== Dataset content ==
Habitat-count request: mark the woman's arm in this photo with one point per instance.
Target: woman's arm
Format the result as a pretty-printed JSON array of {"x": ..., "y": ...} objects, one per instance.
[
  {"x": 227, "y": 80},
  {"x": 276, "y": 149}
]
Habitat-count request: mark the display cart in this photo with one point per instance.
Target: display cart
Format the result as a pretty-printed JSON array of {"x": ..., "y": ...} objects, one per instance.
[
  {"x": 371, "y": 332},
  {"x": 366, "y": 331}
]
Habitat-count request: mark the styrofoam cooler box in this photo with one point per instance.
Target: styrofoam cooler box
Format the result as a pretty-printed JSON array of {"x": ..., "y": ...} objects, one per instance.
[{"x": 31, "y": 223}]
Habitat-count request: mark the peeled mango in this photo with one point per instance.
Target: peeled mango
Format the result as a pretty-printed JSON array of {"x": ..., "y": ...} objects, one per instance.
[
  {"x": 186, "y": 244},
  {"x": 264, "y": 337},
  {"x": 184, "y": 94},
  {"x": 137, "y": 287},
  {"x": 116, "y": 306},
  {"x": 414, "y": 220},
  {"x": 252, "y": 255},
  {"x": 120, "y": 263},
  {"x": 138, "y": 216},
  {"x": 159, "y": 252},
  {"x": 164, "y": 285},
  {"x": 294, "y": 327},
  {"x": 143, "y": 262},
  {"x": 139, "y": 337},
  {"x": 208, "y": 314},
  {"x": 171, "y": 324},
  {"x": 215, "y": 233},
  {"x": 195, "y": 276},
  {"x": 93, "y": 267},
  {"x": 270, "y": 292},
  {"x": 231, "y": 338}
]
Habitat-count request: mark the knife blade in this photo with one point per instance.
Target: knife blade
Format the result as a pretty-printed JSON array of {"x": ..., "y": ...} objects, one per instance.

== Stated task ==
Transcribe word for word the lines from the line containing "Habitat-count request: mark the knife" through the end of the records above.

== Written response ==
Habitat-count request: mark the knife blade in this photo with one point per instance.
Target: knife blade
Format the result as a pretty-printed JSON array of {"x": ..., "y": ...} objects, one per instance.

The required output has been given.